_目的_
「Where can you see the rear door」を含む行から項目の最後の行までを、両端の行も含めて一字も変えずにもう一度書くこと。
- - - - -
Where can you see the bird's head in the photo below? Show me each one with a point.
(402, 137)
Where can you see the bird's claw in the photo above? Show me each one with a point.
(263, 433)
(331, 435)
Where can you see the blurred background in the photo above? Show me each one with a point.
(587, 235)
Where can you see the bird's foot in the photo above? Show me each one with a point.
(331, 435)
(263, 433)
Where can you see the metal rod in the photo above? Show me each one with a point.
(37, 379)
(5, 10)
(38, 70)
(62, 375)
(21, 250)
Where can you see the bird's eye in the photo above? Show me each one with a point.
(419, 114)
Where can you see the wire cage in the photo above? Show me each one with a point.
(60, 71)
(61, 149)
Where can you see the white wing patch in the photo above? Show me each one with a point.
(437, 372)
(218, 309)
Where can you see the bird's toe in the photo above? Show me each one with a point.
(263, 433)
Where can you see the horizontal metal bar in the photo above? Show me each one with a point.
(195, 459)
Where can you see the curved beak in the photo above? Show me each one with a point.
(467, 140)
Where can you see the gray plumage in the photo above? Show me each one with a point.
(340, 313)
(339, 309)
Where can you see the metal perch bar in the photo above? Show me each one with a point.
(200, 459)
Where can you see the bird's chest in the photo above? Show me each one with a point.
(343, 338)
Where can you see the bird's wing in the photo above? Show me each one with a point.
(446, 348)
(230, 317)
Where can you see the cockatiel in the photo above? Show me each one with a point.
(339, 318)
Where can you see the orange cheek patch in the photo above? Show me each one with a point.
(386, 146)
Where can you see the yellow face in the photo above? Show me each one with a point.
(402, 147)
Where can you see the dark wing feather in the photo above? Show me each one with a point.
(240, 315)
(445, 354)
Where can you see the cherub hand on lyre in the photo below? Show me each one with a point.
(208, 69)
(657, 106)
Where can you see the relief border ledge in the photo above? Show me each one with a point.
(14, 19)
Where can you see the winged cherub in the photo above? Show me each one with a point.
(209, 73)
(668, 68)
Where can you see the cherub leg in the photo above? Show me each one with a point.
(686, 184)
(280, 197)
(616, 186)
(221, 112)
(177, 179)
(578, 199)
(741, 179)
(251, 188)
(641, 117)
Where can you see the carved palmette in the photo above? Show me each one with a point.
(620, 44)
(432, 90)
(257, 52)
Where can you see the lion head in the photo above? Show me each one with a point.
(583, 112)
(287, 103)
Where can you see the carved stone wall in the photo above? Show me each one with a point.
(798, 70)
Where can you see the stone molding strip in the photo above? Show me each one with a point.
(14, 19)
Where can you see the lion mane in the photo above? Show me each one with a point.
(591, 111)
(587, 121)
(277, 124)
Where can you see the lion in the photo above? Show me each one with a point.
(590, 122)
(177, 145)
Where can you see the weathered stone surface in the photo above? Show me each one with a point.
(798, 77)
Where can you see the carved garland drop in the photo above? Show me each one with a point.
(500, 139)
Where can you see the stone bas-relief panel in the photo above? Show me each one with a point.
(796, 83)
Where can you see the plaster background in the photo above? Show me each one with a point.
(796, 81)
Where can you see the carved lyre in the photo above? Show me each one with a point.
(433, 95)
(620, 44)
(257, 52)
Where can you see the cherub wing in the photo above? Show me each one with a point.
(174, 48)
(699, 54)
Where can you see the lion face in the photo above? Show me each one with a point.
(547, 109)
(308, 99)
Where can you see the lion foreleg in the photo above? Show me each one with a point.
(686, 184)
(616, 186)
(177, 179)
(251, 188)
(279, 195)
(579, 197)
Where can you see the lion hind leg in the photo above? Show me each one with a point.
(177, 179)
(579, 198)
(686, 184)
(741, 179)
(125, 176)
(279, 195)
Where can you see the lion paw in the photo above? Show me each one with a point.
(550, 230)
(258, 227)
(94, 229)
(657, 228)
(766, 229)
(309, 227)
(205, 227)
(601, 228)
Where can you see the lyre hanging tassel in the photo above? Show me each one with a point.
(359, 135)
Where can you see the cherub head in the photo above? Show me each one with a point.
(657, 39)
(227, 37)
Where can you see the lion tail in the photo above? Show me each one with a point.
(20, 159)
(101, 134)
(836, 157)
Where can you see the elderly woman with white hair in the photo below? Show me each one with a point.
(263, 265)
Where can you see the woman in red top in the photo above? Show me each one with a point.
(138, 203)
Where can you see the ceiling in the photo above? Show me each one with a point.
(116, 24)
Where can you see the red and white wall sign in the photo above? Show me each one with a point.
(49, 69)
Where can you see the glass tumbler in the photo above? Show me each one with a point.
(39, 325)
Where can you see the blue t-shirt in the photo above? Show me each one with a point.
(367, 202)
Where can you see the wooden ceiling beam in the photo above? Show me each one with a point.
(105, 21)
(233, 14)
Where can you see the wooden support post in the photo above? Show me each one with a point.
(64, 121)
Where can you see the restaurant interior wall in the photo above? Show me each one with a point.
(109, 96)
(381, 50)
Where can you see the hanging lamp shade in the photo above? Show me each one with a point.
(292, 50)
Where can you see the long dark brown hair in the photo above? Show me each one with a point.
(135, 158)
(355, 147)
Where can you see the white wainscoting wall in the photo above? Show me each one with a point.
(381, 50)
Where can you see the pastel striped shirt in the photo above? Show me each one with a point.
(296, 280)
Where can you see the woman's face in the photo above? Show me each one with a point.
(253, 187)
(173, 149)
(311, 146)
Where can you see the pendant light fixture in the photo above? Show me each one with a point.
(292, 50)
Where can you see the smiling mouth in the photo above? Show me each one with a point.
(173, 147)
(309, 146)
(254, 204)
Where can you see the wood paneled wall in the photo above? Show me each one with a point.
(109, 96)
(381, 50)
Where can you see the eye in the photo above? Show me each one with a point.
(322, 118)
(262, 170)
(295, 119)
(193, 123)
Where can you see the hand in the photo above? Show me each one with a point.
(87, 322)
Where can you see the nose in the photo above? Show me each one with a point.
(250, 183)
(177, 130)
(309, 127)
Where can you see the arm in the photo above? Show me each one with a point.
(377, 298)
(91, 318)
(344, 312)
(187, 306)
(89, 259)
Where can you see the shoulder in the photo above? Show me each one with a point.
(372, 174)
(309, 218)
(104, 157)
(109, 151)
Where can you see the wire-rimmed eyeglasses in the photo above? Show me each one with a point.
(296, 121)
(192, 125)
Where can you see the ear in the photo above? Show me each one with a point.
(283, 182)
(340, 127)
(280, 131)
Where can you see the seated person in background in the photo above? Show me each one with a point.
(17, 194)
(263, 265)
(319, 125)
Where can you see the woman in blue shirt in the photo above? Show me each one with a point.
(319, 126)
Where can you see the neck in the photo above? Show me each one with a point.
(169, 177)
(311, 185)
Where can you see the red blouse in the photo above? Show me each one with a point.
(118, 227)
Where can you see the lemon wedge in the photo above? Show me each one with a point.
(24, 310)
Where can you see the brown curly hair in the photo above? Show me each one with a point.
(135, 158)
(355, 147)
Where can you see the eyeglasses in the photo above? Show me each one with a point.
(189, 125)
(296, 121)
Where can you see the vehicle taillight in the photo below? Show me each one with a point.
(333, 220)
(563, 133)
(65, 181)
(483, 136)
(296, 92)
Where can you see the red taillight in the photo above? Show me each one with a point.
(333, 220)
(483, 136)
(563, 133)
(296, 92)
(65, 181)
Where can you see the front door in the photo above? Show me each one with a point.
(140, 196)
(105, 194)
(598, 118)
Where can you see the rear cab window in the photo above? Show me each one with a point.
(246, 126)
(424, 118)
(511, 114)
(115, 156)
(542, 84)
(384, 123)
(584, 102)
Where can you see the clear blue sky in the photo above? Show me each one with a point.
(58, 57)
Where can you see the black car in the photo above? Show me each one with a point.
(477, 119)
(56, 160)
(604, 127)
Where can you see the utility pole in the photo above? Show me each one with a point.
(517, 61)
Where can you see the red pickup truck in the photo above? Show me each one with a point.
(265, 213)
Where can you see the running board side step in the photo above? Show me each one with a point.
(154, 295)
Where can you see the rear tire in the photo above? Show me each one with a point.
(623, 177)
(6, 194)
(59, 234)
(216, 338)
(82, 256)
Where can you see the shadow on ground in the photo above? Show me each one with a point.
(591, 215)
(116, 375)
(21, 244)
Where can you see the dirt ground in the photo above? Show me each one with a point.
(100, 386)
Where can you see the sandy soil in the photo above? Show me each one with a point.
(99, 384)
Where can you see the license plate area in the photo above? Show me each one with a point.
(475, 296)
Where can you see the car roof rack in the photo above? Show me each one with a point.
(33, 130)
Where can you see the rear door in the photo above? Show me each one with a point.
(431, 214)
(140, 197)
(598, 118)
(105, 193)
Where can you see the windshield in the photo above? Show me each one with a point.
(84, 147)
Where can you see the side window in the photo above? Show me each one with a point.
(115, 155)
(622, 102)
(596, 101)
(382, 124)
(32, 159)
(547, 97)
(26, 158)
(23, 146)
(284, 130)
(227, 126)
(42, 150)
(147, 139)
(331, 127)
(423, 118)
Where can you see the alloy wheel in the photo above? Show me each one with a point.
- - - - -
_出力結果_
Where can you see the rear door in the photo above? Show me each one with a point.
(431, 214)
(140, 197)
(598, 118)
(105, 193)
Where can you see the windshield in the photo above? Show me each one with a point.
(84, 147)
Where can you see the side window in the photo above? Show me each one with a point.
(115, 155)
(622, 102)
(596, 101)
(382, 124)
(32, 159)
(547, 97)
(26, 158)
(23, 146)
(284, 130)
(227, 126)
(42, 150)
(147, 139)
(331, 127)
(423, 118)
Where can you see the alloy wheel in the photo above? Show me each one with a point.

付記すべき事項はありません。